→ Reading text
┌──

By Stephen Messenger
Published on 8/15/2020
How hard could it be, really? Just a few snips here and there should do it.
That, apparently, was what one well-meaning dog mom thought when she decided to cut her dog’s overgrown hair herself at home.
And, well, you’ll see how that turned out.

The other week, Susana Soares was hanging out with her dog, Mano, when she realized his hair had gotten rather overgrown. It’d been a while since Mano had been to the groomers, and his shag was becoming a bit of an issue.
“Hair was getting in his eyes,” Soares told The Dodo.
Mano wasn’t loving it.

Soares, who’s actually worked as a hair stylist for humans, figured that taming Mano’s unruly mane would be no sweat.
“I decided to cut his hair at home,” she said.
So, Soares grabbed some scissors and got down to business — and this is what resulted:

Soares had solved Mano’s hair-in-the-eyes issues sure enough.
She gave him bangs — bangs that inadvertently gave Mano a questionable new look.
It was almost as if the little dog had cut his bangs himself. Without a mirror.

Mano didn’t have to ask Soares how she thought his new ‘do’ turned out.

└──

→ What you will do
Restate the dog haircut story, starting with the words "By Stephen Messenger" and ending after "told The Dodo.", and swap "overgrown" for "unkempt" wherever it appears.

→ Material shown
┌──

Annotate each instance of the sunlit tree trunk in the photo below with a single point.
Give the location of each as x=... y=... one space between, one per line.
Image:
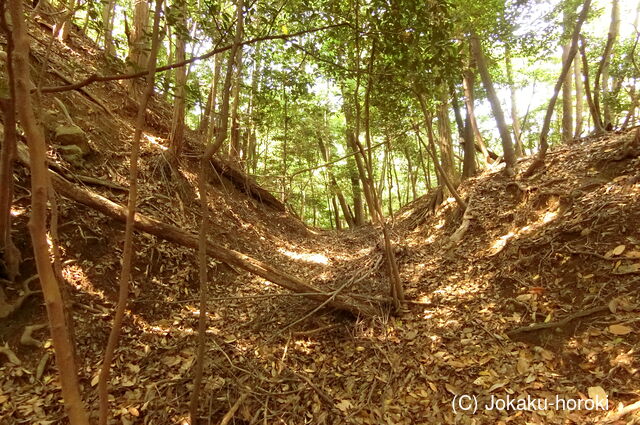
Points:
x=250 y=156
x=505 y=136
x=515 y=119
x=108 y=12
x=579 y=96
x=63 y=27
x=209 y=151
x=40 y=185
x=11 y=254
x=444 y=139
x=614 y=30
x=567 y=86
x=176 y=139
x=333 y=185
x=594 y=111
x=601 y=84
x=356 y=191
x=566 y=66
x=234 y=145
x=129 y=250
x=469 y=100
x=138 y=41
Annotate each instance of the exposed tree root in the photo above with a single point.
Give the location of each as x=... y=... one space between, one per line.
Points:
x=219 y=252
x=10 y=354
x=27 y=339
x=246 y=184
x=7 y=309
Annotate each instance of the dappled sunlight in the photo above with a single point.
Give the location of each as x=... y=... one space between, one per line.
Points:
x=17 y=211
x=76 y=276
x=316 y=258
x=154 y=141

└──

→ Written solution
By Stephen Messenger
Published on 8/15/2020
How hard could it be, really? Just a few snips here and there should do it.
That, apparently, was what one well-meaning dog mom thought when she decided to cut her dog’s unkempt hair herself at home.
And, well, you’ll see how that turned out.

The other week, Susana Soares was hanging out with her dog, Mano, when she realized his hair had gotten rather unkempt. It’d been a while since Mano had been to the groomers, and his shag was becoming a bit of an issue.
“Hair was getting in his eyes,” Soares told The Dodo.